Libération, entretien 11/04/14

2014

Double page d'entretien réalisé par Jean-Christophe Féraud, paru dans Libération le 11 avril 2014 à l'occasion du Forum Libération de Rennes "2030" qui s'est tenu les 11 & 12 avril 2014.

(Il s'agit ici de la version originale intégrale).

 

 

Le monde dans lequel nous évoluons n'a plus rien à voir avec celui que nous connaissions avant l'ère numérique. Faut-il s'attendre à une mutation techno-sociétale comparable d'ici 2030 ?

 

Il est toujours difficile, voire impossible d’imaginer au-delà de quelques années les contours que prendra l’avenir. Néanmoins on doit relever le double phénomène de l’accélération croissante du rythme de l’innovation technologique qui caractérise l’économie numérique depuis une vingtaine d’année, et l’étendue des effets toujours plus profonds induits sur nos existences. Tout indique que ce large mouvement technico-historique ne cessera de s’intensifier, découvrant une réalité en devenir marquée par la transformation et l’instabilité continues devenues comme des facteurs désormais structurants de notre condition.

--------------------

Exercice proposé -> Poursuivez l'entretien paru dans Libération sur les mutations numériques à l'horizon 2030, en reprenant le propos à la suite de sa dernière phrase.

Bloc de données ->

--------------------

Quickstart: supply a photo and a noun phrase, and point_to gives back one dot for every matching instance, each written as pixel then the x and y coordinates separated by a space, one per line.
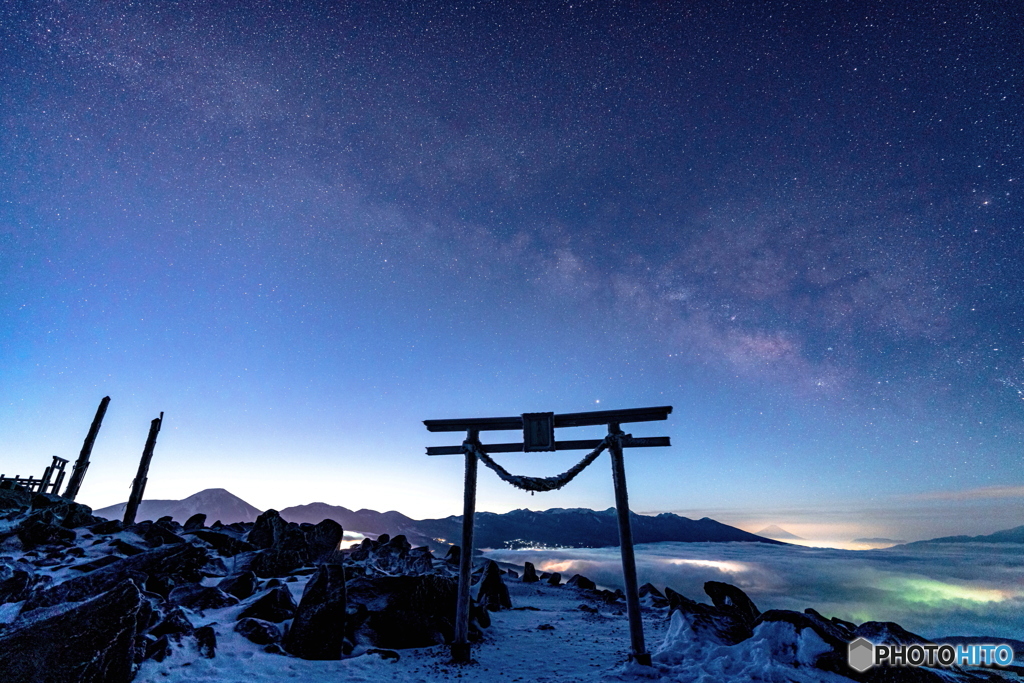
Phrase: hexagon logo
pixel 860 654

--------------------

Réponse à l'exercice ->
 

Dans L'humanité augmentée, vous décrivez un homme "enveloppé" par le numérique. A quoi ressemblera l'homo numericus dans 15 ans ?  

 

Je pense que le fait majeur de notre temps est celui de la numérisation tendanciellement intégrale du monde, de la collecte tous azimuts de données, de leur traitement en temps réel par des systèmes hautement perfectionnés capables d’interpréter des situations individuelles et collectives et de prendre d’eux-mêmes des initiatives. Exactement à l’instar de ce qu’il se passe dans le trading algorithmique, qui voit des robots numériques procéder de façon autonome à des actes d’achat ou de vente à des vitesses infiniment supérieures à nos capacités cognitives.

C’est une délégation décisionnelle que nous concédons progressivement à la technique, emblématique dans le prototype de la Google Car, à terme capable d’assurer de façon automatisée l’intégralité d’un trajet grâce à des capteurs omniprésents et à la connexion à des myriades de bases de données informant en temps réel de la situation de l’état du trafic, de l’état des routes, de celui du véhicule… C’est cette dimension d’assistanat assuré par des systèmes numériques quasi omniscients et accompagnant en continu nos existences individuelles et collectives, qui correspond selon moi à une courbe décisive actuellement prise par la technique et qui ne cessera de s’intensifier au cours des années à venir.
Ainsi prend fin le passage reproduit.